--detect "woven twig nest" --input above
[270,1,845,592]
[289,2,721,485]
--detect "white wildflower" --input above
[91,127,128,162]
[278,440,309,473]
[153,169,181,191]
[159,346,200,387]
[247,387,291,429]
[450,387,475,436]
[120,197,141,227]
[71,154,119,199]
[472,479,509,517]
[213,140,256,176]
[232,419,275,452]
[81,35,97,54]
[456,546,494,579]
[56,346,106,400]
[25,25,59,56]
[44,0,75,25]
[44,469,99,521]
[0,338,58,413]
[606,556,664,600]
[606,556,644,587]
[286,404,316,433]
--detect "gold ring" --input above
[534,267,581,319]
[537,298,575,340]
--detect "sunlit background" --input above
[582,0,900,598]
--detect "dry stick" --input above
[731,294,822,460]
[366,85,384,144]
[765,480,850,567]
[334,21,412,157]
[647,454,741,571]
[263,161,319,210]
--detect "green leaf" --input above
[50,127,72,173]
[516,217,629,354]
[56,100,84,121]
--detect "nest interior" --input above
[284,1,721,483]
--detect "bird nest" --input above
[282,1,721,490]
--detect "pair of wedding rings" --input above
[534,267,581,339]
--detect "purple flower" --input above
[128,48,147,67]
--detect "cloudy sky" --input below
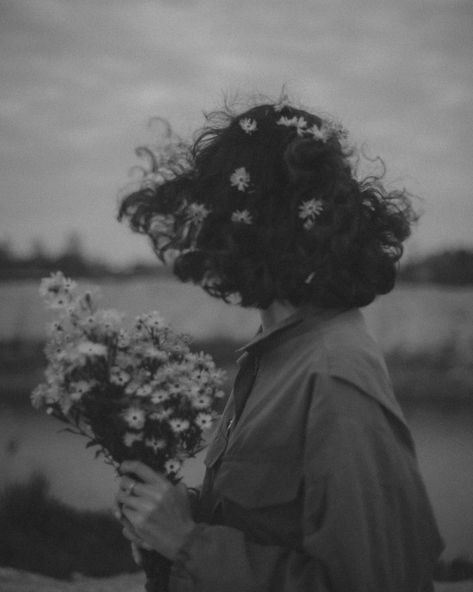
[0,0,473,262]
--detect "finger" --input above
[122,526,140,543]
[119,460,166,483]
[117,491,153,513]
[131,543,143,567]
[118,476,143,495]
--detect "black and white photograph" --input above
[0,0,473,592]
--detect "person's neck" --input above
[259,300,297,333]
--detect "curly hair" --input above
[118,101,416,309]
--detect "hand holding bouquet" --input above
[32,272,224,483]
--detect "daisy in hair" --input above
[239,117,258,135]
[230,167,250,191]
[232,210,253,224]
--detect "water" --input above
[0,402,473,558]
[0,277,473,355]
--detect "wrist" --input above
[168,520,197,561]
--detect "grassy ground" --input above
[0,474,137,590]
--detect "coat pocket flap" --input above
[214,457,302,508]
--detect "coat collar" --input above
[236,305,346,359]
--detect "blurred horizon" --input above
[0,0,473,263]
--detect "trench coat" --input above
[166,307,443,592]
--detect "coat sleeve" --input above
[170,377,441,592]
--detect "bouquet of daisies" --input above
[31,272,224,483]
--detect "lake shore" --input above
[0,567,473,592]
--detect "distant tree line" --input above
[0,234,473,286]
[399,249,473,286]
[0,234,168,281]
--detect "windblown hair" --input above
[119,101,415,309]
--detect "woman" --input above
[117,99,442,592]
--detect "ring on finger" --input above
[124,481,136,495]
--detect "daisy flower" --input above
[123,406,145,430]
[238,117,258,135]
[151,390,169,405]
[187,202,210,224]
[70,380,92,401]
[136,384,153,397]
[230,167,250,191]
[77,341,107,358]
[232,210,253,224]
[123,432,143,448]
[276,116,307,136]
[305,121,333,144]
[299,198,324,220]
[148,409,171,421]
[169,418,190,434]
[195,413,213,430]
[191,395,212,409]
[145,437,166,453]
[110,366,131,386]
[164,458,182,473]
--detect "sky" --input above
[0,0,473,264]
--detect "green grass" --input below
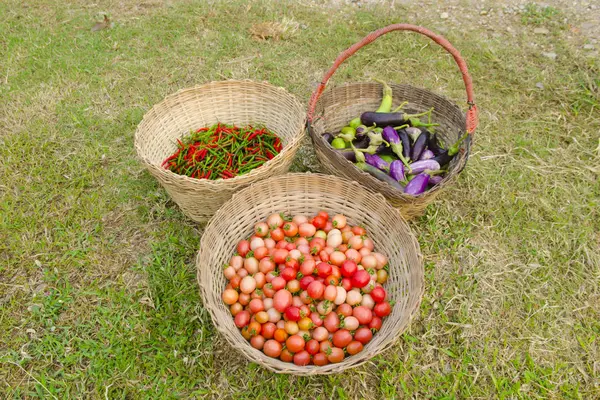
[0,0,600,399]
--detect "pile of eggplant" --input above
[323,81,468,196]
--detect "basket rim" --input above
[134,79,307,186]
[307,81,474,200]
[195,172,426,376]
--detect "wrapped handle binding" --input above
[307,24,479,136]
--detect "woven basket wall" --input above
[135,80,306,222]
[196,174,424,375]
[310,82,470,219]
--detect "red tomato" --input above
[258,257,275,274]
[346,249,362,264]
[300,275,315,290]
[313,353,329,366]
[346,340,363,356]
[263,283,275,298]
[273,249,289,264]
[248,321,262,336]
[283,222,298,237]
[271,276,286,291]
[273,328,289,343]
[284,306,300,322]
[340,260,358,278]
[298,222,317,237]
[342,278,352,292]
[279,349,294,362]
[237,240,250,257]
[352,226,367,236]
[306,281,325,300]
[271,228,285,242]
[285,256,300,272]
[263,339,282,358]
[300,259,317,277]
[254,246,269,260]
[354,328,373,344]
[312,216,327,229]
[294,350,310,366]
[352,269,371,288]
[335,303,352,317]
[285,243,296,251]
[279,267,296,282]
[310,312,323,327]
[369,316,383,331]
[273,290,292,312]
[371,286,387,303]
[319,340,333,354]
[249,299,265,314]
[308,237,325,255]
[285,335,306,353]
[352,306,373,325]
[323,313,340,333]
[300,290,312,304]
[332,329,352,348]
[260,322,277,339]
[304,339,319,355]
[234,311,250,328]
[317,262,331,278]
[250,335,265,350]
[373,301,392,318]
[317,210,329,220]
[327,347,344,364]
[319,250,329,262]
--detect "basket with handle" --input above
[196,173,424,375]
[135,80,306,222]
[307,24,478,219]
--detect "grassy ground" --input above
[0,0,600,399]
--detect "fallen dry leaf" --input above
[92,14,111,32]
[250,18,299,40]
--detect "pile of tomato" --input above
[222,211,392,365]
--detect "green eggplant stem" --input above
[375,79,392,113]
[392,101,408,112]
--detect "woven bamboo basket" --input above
● ● ● ●
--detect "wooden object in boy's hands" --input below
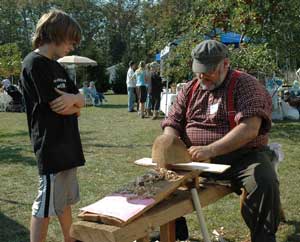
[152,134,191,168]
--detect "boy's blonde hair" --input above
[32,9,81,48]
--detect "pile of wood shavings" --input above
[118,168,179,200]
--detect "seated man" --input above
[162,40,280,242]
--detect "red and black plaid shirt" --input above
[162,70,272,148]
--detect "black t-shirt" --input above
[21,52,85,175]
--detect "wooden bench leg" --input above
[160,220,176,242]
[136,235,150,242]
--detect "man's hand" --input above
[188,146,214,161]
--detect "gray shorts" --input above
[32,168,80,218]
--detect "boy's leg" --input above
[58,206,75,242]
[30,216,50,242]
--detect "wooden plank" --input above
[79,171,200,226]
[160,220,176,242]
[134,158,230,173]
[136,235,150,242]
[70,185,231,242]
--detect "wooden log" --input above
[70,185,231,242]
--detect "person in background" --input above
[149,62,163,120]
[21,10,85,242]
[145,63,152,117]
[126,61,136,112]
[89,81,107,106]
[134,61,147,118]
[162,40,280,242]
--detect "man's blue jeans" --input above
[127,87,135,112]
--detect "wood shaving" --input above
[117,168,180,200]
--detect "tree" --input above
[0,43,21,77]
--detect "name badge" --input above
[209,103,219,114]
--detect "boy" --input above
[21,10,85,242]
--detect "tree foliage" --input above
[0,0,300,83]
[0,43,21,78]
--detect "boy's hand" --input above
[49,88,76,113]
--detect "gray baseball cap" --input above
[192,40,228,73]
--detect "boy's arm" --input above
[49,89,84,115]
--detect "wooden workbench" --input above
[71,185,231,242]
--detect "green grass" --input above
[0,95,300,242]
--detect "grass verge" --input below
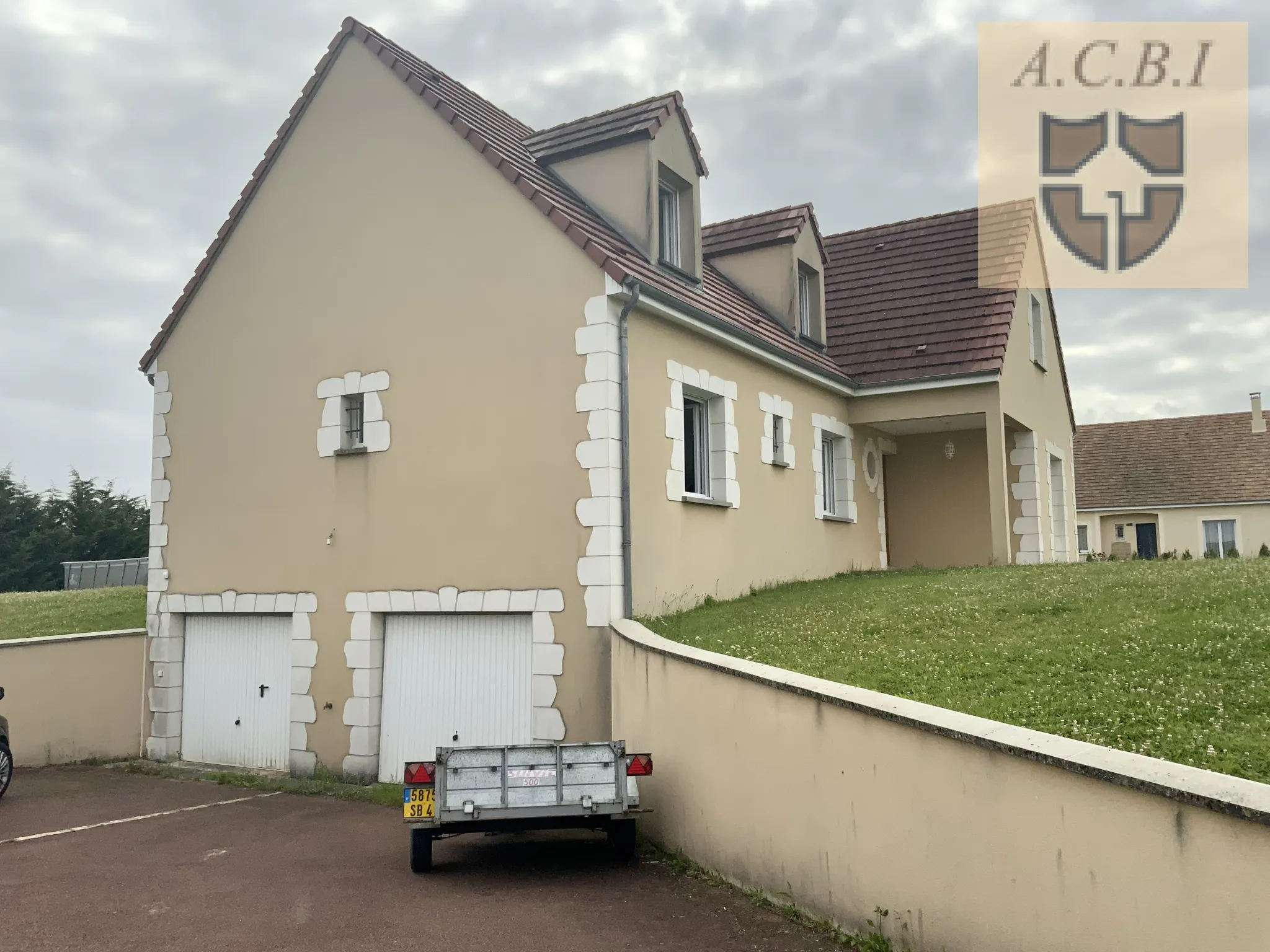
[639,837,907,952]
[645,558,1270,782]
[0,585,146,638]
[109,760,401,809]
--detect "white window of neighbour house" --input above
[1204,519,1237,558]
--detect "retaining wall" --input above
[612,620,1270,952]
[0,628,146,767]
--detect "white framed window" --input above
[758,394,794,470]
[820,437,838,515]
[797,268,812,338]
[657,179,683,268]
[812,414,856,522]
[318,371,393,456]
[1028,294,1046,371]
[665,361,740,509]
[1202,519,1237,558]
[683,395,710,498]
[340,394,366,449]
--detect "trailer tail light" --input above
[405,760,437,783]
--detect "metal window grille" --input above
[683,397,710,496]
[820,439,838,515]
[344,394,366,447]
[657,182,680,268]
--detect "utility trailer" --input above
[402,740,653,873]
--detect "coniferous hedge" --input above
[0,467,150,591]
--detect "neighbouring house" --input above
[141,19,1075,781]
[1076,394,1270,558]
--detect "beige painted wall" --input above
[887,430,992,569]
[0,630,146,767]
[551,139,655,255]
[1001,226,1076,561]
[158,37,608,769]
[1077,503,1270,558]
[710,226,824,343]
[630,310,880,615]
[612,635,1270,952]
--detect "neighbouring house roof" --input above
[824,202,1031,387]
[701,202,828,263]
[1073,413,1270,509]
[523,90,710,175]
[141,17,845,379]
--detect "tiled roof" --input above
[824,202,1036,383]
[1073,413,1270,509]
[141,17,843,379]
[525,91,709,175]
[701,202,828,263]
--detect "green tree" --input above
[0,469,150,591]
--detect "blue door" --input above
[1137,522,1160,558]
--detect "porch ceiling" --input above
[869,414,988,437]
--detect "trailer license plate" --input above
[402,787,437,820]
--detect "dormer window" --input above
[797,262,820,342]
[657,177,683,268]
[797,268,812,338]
● ● ● ●
> Requirement: Identify every line in the records above that contains the word "roof" and copy each of those lines.

> Solution to the exercise:
--detect "neighbouring house roof" --input above
--detect "tiled roof" --input above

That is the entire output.